ROWS |
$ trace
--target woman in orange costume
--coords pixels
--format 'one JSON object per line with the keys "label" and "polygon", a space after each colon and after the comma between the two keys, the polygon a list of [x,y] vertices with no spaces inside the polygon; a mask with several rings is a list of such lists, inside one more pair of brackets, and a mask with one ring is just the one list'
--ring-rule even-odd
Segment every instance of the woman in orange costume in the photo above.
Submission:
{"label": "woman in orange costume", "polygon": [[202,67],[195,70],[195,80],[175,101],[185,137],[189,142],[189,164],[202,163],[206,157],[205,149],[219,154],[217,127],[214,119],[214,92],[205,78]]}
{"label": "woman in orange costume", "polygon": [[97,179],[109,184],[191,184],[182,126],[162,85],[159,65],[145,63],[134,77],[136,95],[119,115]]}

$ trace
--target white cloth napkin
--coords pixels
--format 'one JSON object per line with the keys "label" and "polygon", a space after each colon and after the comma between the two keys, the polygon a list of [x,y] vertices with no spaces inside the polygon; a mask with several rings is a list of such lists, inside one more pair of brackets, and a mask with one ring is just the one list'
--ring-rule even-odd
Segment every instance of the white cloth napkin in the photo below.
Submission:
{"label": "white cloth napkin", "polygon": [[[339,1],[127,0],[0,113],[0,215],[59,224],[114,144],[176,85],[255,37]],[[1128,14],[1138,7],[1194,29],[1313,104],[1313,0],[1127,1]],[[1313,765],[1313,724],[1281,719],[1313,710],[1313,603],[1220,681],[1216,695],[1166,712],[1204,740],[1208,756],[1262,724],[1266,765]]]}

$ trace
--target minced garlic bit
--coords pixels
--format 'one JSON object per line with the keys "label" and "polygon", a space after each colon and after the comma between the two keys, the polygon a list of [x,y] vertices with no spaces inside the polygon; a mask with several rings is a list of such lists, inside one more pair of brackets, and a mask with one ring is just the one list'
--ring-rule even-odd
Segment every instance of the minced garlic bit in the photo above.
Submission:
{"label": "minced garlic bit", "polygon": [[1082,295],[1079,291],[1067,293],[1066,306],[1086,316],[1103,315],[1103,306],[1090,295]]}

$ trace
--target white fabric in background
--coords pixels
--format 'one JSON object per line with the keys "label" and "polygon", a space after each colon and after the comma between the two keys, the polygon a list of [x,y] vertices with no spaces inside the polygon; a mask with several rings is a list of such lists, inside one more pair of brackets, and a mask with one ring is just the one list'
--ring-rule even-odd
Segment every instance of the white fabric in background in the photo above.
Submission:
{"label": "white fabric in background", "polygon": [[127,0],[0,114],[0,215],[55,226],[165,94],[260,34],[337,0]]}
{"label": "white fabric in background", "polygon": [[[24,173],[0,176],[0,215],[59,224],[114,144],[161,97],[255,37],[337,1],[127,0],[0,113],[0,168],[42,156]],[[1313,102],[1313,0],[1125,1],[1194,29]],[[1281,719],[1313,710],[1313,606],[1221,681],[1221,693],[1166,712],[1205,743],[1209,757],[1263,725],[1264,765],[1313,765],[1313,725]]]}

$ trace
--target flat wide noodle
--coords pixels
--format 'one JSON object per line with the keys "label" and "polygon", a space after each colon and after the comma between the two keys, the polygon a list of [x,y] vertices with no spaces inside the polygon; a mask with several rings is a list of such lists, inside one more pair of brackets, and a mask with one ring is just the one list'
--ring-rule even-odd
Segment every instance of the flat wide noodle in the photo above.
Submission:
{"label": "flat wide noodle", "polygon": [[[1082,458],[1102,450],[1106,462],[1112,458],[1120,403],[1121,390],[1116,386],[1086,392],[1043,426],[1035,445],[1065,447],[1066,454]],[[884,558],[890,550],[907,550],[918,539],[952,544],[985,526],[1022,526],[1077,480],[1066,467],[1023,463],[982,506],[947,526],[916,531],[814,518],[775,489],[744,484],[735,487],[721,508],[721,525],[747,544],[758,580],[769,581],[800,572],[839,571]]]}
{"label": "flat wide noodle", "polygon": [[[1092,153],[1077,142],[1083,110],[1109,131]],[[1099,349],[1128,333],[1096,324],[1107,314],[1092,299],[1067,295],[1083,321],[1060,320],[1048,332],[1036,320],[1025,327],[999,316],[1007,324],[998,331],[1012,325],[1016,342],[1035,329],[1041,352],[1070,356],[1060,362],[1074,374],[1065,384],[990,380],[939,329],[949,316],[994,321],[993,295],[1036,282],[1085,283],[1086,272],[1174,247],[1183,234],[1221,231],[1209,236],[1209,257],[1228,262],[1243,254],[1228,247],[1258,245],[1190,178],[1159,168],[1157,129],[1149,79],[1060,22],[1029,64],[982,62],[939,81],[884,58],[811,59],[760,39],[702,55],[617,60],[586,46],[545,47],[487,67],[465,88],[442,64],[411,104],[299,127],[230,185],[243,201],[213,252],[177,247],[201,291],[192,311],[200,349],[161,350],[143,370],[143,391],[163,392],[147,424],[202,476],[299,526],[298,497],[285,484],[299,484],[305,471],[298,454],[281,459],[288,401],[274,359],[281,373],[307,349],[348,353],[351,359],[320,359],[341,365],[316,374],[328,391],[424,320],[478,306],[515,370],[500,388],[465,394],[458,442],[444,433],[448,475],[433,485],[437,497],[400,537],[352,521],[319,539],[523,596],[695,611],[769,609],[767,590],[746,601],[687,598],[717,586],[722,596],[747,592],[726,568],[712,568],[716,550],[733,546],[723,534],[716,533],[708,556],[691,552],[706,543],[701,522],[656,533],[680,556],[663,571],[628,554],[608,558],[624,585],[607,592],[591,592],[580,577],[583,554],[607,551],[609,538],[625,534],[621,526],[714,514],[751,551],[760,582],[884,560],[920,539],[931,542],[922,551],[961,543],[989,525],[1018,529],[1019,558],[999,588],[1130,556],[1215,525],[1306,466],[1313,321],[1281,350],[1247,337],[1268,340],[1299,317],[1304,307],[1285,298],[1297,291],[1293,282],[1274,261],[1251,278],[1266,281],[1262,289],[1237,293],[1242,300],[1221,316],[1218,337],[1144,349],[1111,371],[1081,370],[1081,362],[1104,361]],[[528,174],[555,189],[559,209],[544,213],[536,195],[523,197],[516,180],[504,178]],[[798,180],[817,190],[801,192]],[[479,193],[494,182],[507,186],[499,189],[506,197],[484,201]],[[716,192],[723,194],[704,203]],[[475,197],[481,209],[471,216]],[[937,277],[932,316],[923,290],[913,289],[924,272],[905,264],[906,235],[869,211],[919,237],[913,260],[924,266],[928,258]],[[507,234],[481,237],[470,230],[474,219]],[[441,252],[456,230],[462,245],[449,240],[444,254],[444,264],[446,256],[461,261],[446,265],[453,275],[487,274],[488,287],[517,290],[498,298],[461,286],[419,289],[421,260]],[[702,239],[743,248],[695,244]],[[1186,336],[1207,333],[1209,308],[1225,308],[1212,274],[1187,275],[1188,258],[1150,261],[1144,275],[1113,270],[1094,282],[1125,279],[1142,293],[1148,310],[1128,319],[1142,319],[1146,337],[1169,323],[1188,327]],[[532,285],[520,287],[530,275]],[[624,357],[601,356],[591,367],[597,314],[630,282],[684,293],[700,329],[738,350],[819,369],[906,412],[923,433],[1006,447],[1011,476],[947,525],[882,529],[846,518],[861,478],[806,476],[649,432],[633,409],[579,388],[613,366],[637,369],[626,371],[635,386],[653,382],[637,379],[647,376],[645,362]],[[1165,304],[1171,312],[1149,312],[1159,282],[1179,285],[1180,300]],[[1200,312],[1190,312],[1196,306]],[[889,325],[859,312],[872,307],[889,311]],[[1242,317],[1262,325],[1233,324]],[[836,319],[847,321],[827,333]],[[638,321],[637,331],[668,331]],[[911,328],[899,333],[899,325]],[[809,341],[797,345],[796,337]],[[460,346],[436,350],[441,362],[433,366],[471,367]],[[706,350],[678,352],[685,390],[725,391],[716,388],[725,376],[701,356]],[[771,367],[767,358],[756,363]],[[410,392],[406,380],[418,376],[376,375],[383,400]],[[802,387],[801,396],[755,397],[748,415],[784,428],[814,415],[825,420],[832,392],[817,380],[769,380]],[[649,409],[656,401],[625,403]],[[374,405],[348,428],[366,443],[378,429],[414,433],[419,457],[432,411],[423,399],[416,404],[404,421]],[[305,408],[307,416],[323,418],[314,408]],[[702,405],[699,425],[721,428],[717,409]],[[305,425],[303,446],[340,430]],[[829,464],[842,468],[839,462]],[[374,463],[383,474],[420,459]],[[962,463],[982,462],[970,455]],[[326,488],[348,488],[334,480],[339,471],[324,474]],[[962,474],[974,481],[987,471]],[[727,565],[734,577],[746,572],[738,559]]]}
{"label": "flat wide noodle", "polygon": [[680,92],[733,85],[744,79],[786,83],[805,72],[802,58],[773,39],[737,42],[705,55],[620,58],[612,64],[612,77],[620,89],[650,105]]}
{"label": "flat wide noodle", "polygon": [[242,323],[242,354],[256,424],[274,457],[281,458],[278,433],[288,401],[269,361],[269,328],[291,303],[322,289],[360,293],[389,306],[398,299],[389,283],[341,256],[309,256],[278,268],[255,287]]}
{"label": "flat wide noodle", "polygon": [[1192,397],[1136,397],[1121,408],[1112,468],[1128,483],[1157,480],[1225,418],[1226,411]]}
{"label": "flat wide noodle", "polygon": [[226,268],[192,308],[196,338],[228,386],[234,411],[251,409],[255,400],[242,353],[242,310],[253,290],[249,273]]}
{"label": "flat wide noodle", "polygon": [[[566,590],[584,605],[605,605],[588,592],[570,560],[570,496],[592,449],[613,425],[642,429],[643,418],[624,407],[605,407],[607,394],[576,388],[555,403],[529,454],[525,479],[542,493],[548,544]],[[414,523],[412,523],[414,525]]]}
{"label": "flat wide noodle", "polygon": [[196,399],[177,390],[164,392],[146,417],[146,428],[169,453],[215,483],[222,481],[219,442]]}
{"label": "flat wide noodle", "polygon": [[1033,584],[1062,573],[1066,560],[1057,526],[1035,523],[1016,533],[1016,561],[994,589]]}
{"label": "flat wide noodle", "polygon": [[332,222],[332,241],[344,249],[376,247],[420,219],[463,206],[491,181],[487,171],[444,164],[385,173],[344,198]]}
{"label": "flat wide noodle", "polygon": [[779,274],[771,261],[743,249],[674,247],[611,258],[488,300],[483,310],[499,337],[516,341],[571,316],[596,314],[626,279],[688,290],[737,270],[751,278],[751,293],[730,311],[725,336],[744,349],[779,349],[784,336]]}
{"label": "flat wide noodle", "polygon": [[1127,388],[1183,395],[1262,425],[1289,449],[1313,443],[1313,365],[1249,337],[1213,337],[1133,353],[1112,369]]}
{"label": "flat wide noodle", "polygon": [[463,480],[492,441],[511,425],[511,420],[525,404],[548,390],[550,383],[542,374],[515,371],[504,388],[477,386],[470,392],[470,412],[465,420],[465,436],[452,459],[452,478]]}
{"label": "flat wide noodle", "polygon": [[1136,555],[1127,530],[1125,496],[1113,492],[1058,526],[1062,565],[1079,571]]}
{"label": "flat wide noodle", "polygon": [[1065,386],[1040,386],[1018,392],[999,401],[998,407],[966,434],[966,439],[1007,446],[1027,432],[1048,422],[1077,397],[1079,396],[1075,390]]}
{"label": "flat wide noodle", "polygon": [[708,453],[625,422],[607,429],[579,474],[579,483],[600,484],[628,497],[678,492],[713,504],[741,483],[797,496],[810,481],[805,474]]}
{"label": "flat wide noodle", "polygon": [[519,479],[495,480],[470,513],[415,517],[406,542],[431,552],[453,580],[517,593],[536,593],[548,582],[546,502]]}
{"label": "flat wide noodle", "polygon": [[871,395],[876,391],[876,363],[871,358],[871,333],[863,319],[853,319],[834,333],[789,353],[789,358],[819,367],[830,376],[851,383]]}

PROBLEM STATEMENT |
Show each line of the material above that contains the word "napkin". Case matters.

RESULT |
--target white cloth napkin
Segment every instance of the white cloth napkin in the photo below.
{"label": "white cloth napkin", "polygon": [[[339,1],[127,0],[0,113],[0,215],[59,224],[114,144],[176,85],[255,37]],[[1128,14],[1138,7],[1194,29],[1313,104],[1313,0],[1127,1]],[[1313,765],[1313,724],[1281,719],[1313,710],[1313,603],[1220,681],[1216,695],[1166,712],[1204,740],[1208,756],[1262,724],[1266,765]]]}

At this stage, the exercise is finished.